=== INSTRUCTION ===
Transcribe the data verbatim, beginning with its first line and stopping after the line that contains "positive clicks: (180, 120)".

+++++

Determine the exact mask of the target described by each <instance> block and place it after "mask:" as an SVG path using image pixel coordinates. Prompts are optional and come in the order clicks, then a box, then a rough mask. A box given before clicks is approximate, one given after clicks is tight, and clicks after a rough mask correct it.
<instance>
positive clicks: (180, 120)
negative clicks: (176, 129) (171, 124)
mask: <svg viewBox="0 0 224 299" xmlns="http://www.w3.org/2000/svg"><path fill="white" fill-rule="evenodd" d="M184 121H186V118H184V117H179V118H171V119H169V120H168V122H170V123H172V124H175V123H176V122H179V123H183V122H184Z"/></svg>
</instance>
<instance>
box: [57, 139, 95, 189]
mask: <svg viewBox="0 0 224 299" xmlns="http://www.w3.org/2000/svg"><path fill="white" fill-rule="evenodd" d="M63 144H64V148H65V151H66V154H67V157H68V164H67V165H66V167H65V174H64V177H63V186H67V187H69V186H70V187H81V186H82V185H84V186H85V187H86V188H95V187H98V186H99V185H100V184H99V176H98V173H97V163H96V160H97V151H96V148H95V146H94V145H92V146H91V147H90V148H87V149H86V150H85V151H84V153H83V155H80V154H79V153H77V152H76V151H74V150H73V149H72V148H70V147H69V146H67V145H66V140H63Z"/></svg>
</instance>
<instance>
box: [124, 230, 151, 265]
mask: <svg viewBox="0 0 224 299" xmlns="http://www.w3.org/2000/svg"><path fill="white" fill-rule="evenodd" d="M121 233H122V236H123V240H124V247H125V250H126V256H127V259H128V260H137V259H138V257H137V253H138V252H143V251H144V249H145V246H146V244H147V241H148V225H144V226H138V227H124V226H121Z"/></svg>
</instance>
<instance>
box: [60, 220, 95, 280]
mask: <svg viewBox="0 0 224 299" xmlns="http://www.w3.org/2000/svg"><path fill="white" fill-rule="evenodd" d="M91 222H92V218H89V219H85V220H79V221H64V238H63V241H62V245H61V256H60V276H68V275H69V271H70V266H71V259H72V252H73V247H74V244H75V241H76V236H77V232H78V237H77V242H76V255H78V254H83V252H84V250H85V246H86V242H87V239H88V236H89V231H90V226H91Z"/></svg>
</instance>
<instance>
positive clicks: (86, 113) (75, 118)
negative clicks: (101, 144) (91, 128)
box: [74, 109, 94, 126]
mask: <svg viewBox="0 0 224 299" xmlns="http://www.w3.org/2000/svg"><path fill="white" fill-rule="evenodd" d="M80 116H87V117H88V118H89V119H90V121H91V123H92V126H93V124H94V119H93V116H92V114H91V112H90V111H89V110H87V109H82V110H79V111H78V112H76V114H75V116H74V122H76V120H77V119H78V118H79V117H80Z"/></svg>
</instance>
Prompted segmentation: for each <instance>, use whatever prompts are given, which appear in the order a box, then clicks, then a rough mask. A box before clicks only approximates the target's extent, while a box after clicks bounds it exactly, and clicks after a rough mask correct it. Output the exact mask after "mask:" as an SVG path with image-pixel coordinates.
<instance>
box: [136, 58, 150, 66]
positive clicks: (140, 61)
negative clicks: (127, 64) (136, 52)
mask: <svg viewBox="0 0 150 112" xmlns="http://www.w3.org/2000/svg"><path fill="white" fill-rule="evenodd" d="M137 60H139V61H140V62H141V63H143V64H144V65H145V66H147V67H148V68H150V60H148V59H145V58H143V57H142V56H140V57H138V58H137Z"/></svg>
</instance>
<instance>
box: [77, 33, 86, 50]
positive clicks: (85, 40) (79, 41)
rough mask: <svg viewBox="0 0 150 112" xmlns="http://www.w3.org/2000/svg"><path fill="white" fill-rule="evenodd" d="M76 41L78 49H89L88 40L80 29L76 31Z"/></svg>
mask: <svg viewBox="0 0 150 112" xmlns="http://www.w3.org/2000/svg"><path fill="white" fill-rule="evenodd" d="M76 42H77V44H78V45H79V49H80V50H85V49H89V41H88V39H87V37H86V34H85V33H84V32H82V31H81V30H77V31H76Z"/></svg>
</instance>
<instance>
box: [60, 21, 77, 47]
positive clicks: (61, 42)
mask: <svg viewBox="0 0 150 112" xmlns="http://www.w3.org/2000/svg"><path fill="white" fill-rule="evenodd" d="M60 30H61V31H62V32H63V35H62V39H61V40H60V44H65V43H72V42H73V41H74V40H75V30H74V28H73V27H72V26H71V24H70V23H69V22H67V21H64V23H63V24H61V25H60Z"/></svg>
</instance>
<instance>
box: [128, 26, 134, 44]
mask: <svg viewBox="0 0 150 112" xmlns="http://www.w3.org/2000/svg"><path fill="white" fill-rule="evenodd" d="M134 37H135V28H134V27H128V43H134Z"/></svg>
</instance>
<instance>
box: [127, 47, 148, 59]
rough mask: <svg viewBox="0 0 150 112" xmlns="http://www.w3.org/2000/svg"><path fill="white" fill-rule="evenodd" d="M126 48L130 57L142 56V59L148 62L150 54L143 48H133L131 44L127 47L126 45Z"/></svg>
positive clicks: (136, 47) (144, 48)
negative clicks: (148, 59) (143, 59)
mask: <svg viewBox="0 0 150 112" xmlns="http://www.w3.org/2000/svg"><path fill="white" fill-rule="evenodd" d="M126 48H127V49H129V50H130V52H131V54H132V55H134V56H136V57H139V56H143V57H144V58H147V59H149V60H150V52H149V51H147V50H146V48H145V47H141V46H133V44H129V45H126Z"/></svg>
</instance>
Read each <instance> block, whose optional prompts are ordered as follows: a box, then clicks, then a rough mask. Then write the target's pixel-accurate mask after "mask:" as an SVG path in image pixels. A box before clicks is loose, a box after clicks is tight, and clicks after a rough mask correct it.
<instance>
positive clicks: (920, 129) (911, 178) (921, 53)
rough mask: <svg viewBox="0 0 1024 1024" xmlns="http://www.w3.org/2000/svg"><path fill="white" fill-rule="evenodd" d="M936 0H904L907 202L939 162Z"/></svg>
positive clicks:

+++++

=== ANSWER SPACE ===
Determine the exact mask of the target described by each <instance> block and place it after "mask:" as an SVG path using image pixel coordinates. Prompts are optional and come in the order clicks, then a box, then a rough mask. A box given before clicks is approximate, one given after clicks is tight, and clicks after a rough mask correct it.
<instance>
positive clicks: (180, 120)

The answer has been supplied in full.